[Records from a point labeling set]
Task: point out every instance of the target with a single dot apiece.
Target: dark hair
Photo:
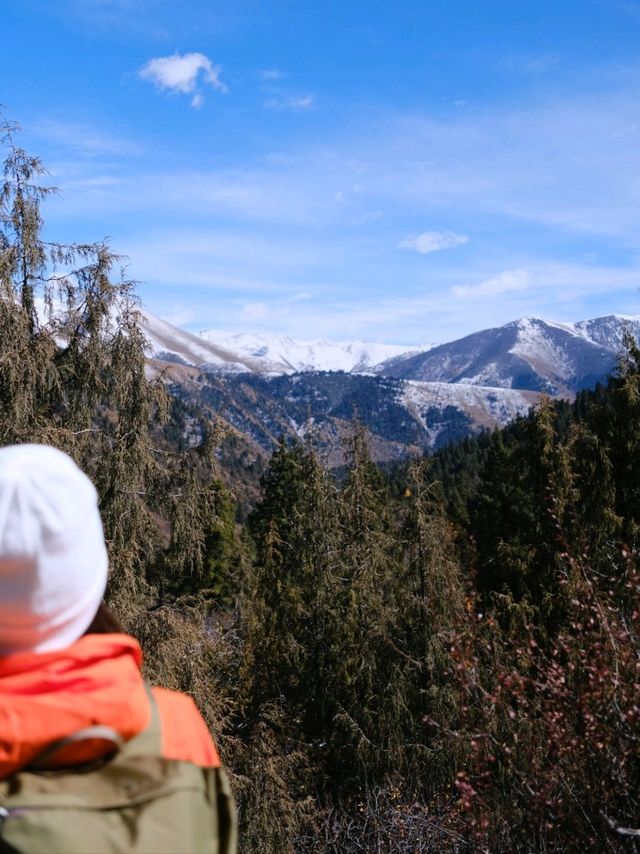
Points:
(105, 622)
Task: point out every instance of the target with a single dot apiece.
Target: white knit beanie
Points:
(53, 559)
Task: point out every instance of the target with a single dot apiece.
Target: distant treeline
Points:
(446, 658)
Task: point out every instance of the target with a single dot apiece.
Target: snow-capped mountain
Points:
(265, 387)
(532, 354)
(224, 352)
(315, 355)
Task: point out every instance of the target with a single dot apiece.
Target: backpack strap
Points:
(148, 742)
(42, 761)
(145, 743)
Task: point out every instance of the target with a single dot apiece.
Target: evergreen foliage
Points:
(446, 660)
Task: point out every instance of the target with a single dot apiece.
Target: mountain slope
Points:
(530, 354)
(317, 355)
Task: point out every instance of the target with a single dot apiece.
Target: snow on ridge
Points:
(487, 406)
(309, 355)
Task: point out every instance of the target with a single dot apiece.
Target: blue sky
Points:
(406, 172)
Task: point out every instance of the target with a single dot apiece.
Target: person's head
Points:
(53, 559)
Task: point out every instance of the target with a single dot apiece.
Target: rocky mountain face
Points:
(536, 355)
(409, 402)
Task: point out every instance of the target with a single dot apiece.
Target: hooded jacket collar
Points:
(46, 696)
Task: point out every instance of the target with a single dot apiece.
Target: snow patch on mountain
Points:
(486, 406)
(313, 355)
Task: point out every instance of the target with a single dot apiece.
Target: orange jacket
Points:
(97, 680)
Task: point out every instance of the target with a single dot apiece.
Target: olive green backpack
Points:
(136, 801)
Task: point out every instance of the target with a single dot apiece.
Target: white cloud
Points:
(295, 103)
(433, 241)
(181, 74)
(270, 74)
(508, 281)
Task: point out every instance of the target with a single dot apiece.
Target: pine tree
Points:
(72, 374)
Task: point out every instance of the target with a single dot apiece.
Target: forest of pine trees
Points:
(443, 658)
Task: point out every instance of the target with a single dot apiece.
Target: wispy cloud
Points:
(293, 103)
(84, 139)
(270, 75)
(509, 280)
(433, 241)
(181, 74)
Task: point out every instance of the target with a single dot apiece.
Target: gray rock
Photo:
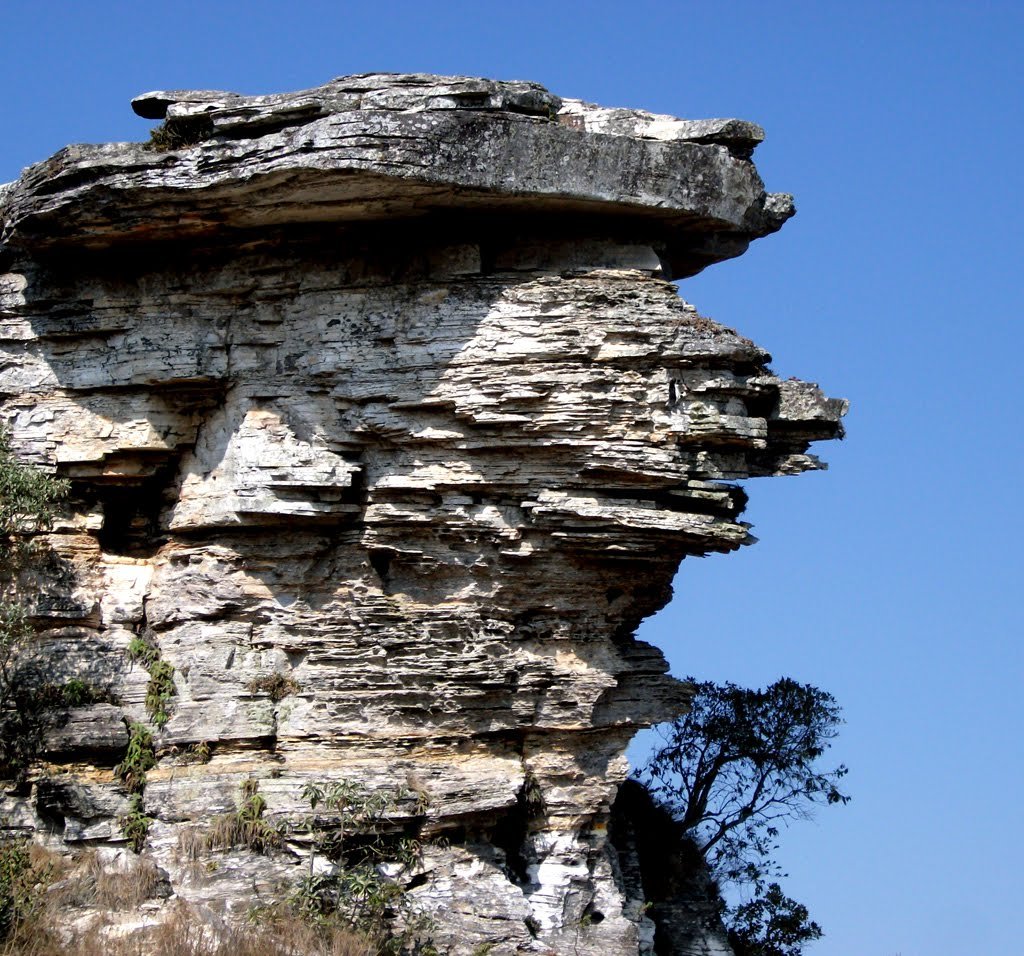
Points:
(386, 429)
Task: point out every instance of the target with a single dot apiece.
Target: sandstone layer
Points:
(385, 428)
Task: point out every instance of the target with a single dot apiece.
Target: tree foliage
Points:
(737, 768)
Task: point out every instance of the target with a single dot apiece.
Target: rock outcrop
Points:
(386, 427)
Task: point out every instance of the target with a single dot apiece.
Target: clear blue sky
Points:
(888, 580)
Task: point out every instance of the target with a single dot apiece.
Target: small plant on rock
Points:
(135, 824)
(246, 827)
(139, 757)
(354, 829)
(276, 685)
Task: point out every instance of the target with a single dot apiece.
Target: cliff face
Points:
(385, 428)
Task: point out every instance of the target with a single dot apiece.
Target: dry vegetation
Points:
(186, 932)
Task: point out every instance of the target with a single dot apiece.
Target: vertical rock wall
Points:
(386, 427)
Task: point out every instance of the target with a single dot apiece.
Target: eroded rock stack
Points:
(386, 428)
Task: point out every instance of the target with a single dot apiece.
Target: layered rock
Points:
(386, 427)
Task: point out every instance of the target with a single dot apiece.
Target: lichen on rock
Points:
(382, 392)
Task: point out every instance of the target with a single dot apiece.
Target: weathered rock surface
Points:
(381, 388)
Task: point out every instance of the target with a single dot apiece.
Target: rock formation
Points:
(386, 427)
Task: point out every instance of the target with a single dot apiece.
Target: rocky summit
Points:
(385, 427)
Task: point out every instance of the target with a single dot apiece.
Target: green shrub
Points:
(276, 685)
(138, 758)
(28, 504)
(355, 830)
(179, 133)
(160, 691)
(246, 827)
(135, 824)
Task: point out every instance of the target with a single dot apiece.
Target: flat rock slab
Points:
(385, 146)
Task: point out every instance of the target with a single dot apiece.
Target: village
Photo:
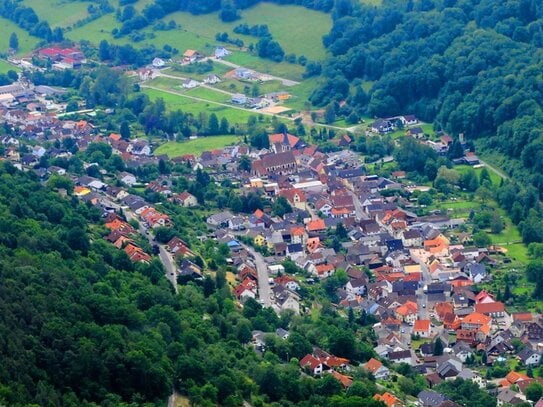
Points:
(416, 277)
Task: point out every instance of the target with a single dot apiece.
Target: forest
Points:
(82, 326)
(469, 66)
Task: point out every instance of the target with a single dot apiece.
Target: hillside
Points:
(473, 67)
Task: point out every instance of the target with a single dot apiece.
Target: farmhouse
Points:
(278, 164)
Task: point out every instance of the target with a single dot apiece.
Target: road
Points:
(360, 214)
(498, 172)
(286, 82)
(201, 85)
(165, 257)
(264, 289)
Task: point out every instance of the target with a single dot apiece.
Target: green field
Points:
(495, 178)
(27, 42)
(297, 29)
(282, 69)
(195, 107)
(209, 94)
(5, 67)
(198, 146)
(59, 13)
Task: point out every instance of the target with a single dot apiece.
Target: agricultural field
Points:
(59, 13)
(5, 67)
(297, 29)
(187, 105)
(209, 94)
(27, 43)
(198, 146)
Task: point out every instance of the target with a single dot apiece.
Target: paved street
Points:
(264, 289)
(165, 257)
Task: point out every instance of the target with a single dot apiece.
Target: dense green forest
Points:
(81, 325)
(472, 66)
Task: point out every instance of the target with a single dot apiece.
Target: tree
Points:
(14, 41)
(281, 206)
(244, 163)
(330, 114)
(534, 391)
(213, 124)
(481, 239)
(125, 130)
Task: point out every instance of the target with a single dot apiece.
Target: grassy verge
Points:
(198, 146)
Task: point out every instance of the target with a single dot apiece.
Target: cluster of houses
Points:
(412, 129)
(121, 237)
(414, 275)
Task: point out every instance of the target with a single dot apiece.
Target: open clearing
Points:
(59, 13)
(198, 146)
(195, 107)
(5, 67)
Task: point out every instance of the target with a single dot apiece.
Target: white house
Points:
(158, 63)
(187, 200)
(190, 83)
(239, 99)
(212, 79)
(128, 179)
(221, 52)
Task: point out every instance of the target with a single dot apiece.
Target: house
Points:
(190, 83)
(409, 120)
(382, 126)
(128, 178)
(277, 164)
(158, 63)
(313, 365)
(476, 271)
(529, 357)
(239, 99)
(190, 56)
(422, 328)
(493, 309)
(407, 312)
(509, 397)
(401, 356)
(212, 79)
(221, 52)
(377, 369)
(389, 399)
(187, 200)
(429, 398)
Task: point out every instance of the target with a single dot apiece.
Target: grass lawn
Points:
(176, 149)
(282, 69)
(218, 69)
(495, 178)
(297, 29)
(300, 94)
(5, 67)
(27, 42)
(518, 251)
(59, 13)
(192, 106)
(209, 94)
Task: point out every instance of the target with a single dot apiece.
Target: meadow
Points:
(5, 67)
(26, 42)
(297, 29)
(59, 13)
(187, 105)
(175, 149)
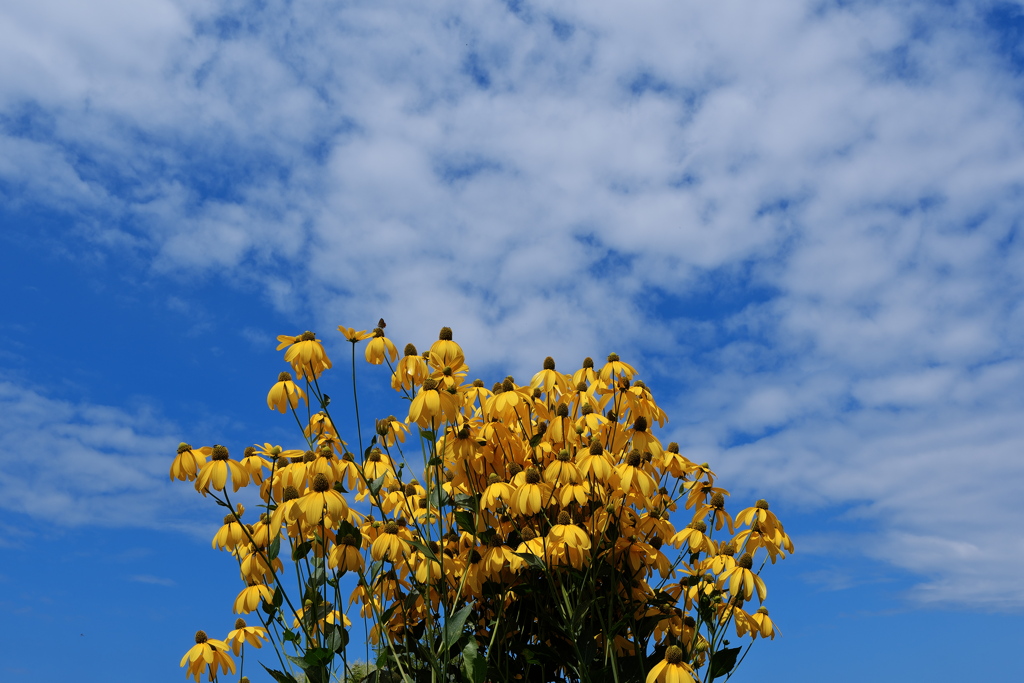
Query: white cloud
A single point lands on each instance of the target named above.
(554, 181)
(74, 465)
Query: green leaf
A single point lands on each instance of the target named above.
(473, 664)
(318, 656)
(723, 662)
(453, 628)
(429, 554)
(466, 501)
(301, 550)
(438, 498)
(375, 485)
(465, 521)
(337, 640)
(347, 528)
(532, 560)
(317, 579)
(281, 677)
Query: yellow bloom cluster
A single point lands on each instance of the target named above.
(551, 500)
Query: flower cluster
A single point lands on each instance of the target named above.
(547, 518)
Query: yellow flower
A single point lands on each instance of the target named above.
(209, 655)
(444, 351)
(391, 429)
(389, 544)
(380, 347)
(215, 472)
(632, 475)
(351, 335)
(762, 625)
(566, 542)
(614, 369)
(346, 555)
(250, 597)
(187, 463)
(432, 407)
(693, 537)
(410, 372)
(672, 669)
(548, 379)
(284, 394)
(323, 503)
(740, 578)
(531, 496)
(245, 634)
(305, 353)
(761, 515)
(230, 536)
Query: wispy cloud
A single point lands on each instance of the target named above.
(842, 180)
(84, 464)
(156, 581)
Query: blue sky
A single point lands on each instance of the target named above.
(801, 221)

**WHAT THE EXERCISE ASKS:** Leave out all pictures, then copy the remaining material exactly.

**SOLUTION FOR THIS TASK:**
Task: point out every instance of the target with a single dot apiece.
Target: dark hair
Photo:
Points:
(105, 622)
Task: point out every instance of the target with a single dot apiece.
Target: white knit beanie
Points:
(53, 559)
Task: point out every instance of the target with a single dot apiece.
Target: distant treeline
Points:
(446, 658)
Task: point out every instance of the target with a single dot apiece.
Target: snow-capped mountain
Points:
(265, 387)
(532, 354)
(224, 352)
(315, 355)
Task: point out every instance of the target with a single dot apiece.
Target: backpack strap
Points:
(148, 742)
(42, 761)
(145, 743)
Task: point out every instance of the target with a single dot apiece.
Target: evergreen foliage
Points:
(446, 660)
Task: point out every instance of the target with a single dot apiece.
Target: mountain slope
Points:
(530, 354)
(317, 355)
Task: point out every instance of the target with a single dot apiece.
Target: snow on ridge
Points:
(487, 406)
(309, 355)
Task: point out every instance of the target with a single dot apiece.
Target: blue sky
Points:
(406, 172)
Task: point out every instance of the target with a single dot apiece.
Target: person's head
Points:
(53, 559)
Task: point out every instance of the target with a single dot apiece.
Target: rocky mountain face
Points:
(536, 355)
(409, 402)
Task: point out every instance of the target with a single dot apiece.
Target: hooded jacket collar
Points:
(46, 696)
Task: point out every instance of the target with a single dot apiece.
Target: snow patch on mountain
Points:
(486, 406)
(313, 355)
Task: point out every instance of the target with a single dot apiece.
Target: orange jacket
Points:
(97, 680)
Task: point out every instance of the target with a single dot apiece.
Target: olive green backpack
Points:
(136, 801)
Task: point out every instance of the target with a single dot apiece.
Target: white cloud
Points:
(295, 103)
(433, 241)
(181, 74)
(270, 74)
(508, 281)
Task: point out every instance of the target with a single dot apiece.
Target: pine tree
Points:
(72, 374)
Task: point out every instance of the target with a single dot apiece.
Target: forest of pine trees
Points:
(443, 658)
Task: point out every instance of the target with a single dot apiece.
Target: wispy cloud
Points:
(293, 103)
(84, 139)
(270, 75)
(509, 280)
(433, 241)
(181, 74)
Task: point out every instance of the target with a single dot apiece.
Target: gray rock
Photo:
Points:
(386, 429)
Task: point out every instance of the target with a single dot apiece.
Target: sandstone layer
Points:
(385, 428)
Task: point out every instance of the target with a single dot apiece.
Target: tree foliage
Points:
(737, 768)
Task: point out every instance of the target with a single dot apiece.
Target: rock outcrop
Points:
(386, 427)
Task: point out every instance of the target with a single dot apiece.
Target: clear blue sky
Points:
(888, 580)
Task: point out every instance of the target with a single dot apiece.
Target: small plant on rock
Points:
(135, 824)
(246, 827)
(139, 757)
(354, 829)
(276, 685)
Task: point out every instance of the target with a single dot apiece.
Target: cliff face
Points:
(385, 428)
Task: point out every instance of the target with a single dot apiece.
Target: dry vegetation
Points:
(186, 932)
Task: point out every instance of the target with a single dot apiece.
Target: vertical rock wall
Points:
(386, 427)
Task: point out every instance of the target with a single dot apiece.
Target: eroded rock stack
Points:
(386, 428)
Task: point out every instance of the target with a single dot apiece.
Target: layered rock
Points:
(386, 427)
Task: point out every instance of the target with a single dot apiece.
Target: lichen on rock
Points:
(382, 392)
Task: point out every instance of the target with a single dot apiece.
Target: weathered rock surface
Points:
(381, 388)
Task: point out every instance of the target with a single dot apiece.
Target: rock formation
Points:
(386, 427)
Task: point out every instance of the target with a single dot apiece.
Target: rocky summit
Points:
(385, 427)
Task: point out every instance of the target with a single dot apiece.
Target: green shrub
Points:
(276, 685)
(138, 758)
(28, 504)
(355, 830)
(179, 133)
(160, 691)
(246, 827)
(135, 824)
Task: point out every instance of the target with a single dot apiece.
Target: flat rock slab
Points:
(385, 146)
Task: point out every instance of the target with a single dot apiece.
Target: village
Photo:
Points:
(416, 277)
Task: point out every instance of the target with a single dot apiece.
Target: forest
Points:
(82, 326)
(469, 66)
Task: point out every instance of the target with a single dot apiece.
Target: hillside
Points:
(473, 67)
Task: point out every instance of the target with a single dot apiece.
Target: farmhouse
Points:
(278, 164)
Task: point out every instance of the target with a single dot apiece.
Target: road
Points:
(360, 214)
(498, 172)
(286, 82)
(201, 85)
(165, 257)
(264, 289)
Task: point out every instance of the target with a single dot apiece.
Target: green field
Points:
(495, 178)
(27, 42)
(297, 29)
(282, 69)
(195, 107)
(209, 94)
(5, 67)
(198, 146)
(59, 13)
Task: point out every instance of the target with a single dot apiece.
Target: agricultural field
Points:
(59, 13)
(5, 67)
(297, 29)
(187, 105)
(209, 94)
(27, 43)
(198, 146)
Task: point out every instance of the target with a single dot apiece.
Target: paved street
Points:
(264, 289)
(165, 257)
Task: point out every instance of the target with a single dot apiece.
Target: dense green forest
Points:
(81, 325)
(472, 66)
Task: point out every instance of the target with a single dot apiece.
Target: tree
Points:
(14, 41)
(281, 206)
(244, 163)
(330, 114)
(534, 391)
(213, 124)
(481, 239)
(125, 130)
Task: point out every instance of the target with a single dot apiece.
Target: grassy verge
Points:
(198, 146)
Task: point out every instance of the target with a single dot apiece.
Target: cluster of houses
Points:
(412, 129)
(121, 237)
(414, 275)
Task: point out every instance of the target with a single dot apiece.
Target: open clearing
Points:
(59, 13)
(198, 146)
(195, 107)
(5, 67)
Task: point out every instance of the target with a single dot apiece.
Target: white house
Points:
(158, 63)
(187, 200)
(190, 83)
(239, 99)
(212, 79)
(128, 179)
(221, 52)
Task: point out every instance of the target with a single dot apiece.
Target: house
Points:
(190, 83)
(409, 120)
(382, 126)
(128, 178)
(277, 164)
(158, 63)
(313, 365)
(476, 271)
(529, 357)
(239, 99)
(190, 56)
(422, 328)
(493, 309)
(407, 312)
(509, 397)
(401, 356)
(212, 79)
(221, 52)
(377, 369)
(389, 399)
(187, 200)
(429, 398)
Task: point out every instance of the target with a single dot apiece.
Target: grass lawn
Points:
(176, 149)
(282, 69)
(218, 69)
(495, 178)
(297, 29)
(300, 94)
(5, 67)
(27, 42)
(518, 251)
(59, 13)
(192, 106)
(209, 94)
Task: point out every instance of the target with a single dot apiece.
Target: meadow
Points:
(5, 67)
(26, 42)
(297, 29)
(59, 13)
(187, 105)
(175, 149)
Query: white cloud
A single point lands on each instance of the target named above.
(554, 181)
(74, 465)
Query: green leaf
A single point lands on each instance of the target named above.
(473, 664)
(318, 656)
(723, 662)
(453, 628)
(429, 554)
(466, 501)
(301, 550)
(438, 498)
(375, 485)
(465, 521)
(337, 640)
(347, 528)
(532, 560)
(317, 579)
(281, 677)
Query: yellow bloom cluster
A single point lands on each instance of the target named above.
(551, 500)
Query: flower cluster
A single point lands on each instance of the target named above.
(547, 518)
Query: yellow flower
A single point lands on each instance of the target named above.
(209, 655)
(444, 351)
(391, 429)
(389, 544)
(380, 347)
(215, 472)
(632, 475)
(351, 335)
(762, 625)
(566, 542)
(614, 369)
(346, 555)
(250, 597)
(187, 463)
(432, 407)
(693, 537)
(410, 372)
(672, 669)
(548, 379)
(284, 394)
(323, 503)
(740, 578)
(531, 496)
(245, 634)
(305, 353)
(761, 515)
(230, 536)
Query: wispy cloud
A single point lands on each instance of the target named above.
(842, 180)
(84, 464)
(156, 581)
Query: blue sky
A single point lands on each instance of the target named above.
(801, 221)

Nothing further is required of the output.